(WORK ITEM) Reproduce all records exactly.

········

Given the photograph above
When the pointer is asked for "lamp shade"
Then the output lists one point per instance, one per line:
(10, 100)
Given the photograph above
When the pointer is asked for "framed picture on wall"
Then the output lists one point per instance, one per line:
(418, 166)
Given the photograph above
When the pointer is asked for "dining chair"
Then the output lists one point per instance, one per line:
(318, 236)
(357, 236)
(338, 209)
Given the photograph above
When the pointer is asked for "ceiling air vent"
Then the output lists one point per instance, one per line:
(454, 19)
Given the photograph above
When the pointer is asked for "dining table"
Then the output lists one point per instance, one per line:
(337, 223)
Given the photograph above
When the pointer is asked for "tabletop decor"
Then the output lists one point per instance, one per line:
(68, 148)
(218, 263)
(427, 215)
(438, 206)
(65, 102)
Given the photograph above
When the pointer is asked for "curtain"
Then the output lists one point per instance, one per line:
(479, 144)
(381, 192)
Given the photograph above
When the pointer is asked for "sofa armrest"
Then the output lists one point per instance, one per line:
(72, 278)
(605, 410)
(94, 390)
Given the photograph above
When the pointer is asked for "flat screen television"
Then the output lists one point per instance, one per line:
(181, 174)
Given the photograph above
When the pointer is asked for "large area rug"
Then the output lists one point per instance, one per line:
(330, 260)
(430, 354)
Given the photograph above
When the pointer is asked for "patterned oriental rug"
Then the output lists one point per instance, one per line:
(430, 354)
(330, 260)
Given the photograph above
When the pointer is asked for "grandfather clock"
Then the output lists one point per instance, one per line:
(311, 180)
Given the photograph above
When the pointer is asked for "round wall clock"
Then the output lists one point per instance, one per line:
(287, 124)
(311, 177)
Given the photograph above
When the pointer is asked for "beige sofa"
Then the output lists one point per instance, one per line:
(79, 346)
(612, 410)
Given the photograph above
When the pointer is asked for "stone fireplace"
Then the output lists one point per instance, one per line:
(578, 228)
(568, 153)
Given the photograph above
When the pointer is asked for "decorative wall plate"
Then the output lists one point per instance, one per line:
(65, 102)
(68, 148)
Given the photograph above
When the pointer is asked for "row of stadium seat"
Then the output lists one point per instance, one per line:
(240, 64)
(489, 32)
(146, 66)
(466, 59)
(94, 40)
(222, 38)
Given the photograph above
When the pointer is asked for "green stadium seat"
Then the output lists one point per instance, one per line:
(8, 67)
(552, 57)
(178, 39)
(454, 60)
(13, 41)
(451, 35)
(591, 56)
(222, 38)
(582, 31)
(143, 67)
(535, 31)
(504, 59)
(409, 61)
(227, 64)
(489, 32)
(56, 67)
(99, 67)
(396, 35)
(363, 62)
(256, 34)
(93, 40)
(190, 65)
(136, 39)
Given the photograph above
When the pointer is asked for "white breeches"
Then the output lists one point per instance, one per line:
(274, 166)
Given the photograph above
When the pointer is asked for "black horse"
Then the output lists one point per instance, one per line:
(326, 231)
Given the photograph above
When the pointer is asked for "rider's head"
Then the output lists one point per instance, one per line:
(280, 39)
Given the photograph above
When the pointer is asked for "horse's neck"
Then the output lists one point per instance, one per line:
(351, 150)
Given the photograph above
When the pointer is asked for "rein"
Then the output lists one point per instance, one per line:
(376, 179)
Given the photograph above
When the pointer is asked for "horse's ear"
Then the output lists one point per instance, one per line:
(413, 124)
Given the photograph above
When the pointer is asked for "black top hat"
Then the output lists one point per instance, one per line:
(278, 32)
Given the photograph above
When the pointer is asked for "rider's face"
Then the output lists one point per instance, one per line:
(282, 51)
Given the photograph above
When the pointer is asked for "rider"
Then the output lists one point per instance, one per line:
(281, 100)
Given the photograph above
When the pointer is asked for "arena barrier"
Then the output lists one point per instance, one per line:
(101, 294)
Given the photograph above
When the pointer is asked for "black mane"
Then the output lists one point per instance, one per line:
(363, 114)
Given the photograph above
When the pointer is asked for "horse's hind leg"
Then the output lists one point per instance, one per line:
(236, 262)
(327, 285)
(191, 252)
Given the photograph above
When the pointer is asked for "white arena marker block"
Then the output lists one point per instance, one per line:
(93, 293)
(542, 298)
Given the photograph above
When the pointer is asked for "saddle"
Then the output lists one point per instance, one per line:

········

(ANSWER SPACE)
Given the photograph above
When the pointer is asked for "lamp shade"
Then the output lists one point per instance, one per line:
(10, 100)
Given the photograph above
When the pointer is asked for "framed picture on wall"
Then the output lists one point per instance, one per line:
(418, 166)
Given the photograph above
When the pointer is asked for "dining chair"
Then the output lists one point per instance, one per line:
(318, 236)
(357, 236)
(338, 209)
Given the photograph above
When the pointer is asked for "ceiling air vent"
Then the output lists one point per instance, one per line:
(454, 19)
Given the photograph above
When the pointer is asked for "dining table"
Then the output lists one point per instance, one per line:
(337, 223)
Given the photograph above
When the pointer is asked for "tabletop decor"
Then the output lists one point per instance, one per line:
(68, 148)
(218, 263)
(427, 215)
(438, 206)
(65, 102)
Given the photograph above
When the pointer is asked for "curtain"
Then the output lists one point per instance, one per line:
(479, 144)
(381, 192)
Given the photograph above
When the pointer is asked for "sofa armrest"
Then the output lists one point per instance, one per line:
(72, 278)
(605, 410)
(94, 390)
Given the photograph above
When the pointer is asked for "flat screen television"
Then the output lists one point per instance, one per line:
(181, 174)
Given the photograph above
When the pointer is asked for "large area rug"
Then the output lists one point per instance, one per line:
(330, 260)
(430, 354)
Given the photograph above
When the pointer is asked for "patterned oriental rug"
Then the output lists one point per instance, one per line:
(430, 354)
(330, 260)
Given the photograph above
When the pointer is asked for "grandfather clock"
Then the output lists one point per instance, one per line:
(311, 180)
Given the photograph above
When the pointer is asked for "round wall clock"
Then the output lists one point per instance, one per line:
(287, 124)
(311, 177)
Given the photograph above
When the pointer is asked for "beige sofa"
Then the output lists one point per instance, one per line:
(79, 346)
(612, 410)
Given the photograph above
When the pointer is asked for "stone fireplace"
Then the output lists one point per instance, one per line:
(578, 228)
(568, 153)
Given the photograph above
When the pointer is asked for "decorative wall plate"
Then the output lists one point per instance, one per line:
(65, 102)
(68, 148)
Given the photograph above
When the pointer is asked for "row of stadium seat"
Then the output lists one point per instance, one per line:
(240, 64)
(489, 32)
(146, 66)
(466, 59)
(94, 40)
(222, 38)
Given the photograph above
When the pointer is asked for "green stadium seat"
Then the output lists one point per instance, one per line:
(8, 67)
(552, 57)
(178, 39)
(454, 60)
(13, 41)
(451, 35)
(591, 56)
(222, 38)
(582, 31)
(143, 67)
(535, 31)
(504, 59)
(409, 61)
(227, 64)
(489, 32)
(56, 67)
(99, 67)
(396, 35)
(363, 62)
(256, 34)
(93, 40)
(190, 65)
(136, 39)
Given the photograph above
When the pointer is asked for "white breeches"
Then the output lists one point per instance, one per line:
(274, 166)
Given the photograph above
When the pointer is asked for "black horse"
Then the output lists one point per instance, one per line:
(326, 231)
Given the photograph above
When the pointer is asked for "rider's head"
Then the output lists one point per instance, one per line:
(280, 39)
Given the photograph above
When the pointer is asked for "horse's neck"
Then the output lists one point per instance, one per line:
(351, 150)
Given the photograph above
When the pointer is asked for "rein"
Then the output lists one point per instance, one per line:
(376, 179)
Given the photograph above
When the pointer is asked for "horse's ear"
Then the output lists one point per instance, one per line:
(413, 124)
Given the photograph above
When the pointer is asked for "black top hat"
Then the output lists one point per instance, one per line:
(278, 32)
Given the photograph above
When the pointer is asked for "rider's face"
Then the output lists one point per instance, one per line:
(282, 51)
Given the photograph above
When the pointer is asked for "rider"
Then the output lists one point per instance, one per line:
(281, 100)
Given the photograph above
When the pointer is asked for "arena barrier"
Then the output lists one point per instance, one per line:
(101, 294)
Given the photograph above
When the pointer is asked for "black mane"
Then the output lists one point per instance, one per line:
(363, 114)
Given the photograph above
When the pointer is asked for "horse's hind leg"
Then the output lists one point per instance, one per line:
(236, 262)
(327, 285)
(191, 252)
Given the photograph above
When the pointer is asked for "white arena marker block"
Then the output lists one point per instance, one per line:
(93, 293)
(542, 298)
Given the photograph above
When the pointer is asked for "saddle"
Then the output lists one point per instance, one per line:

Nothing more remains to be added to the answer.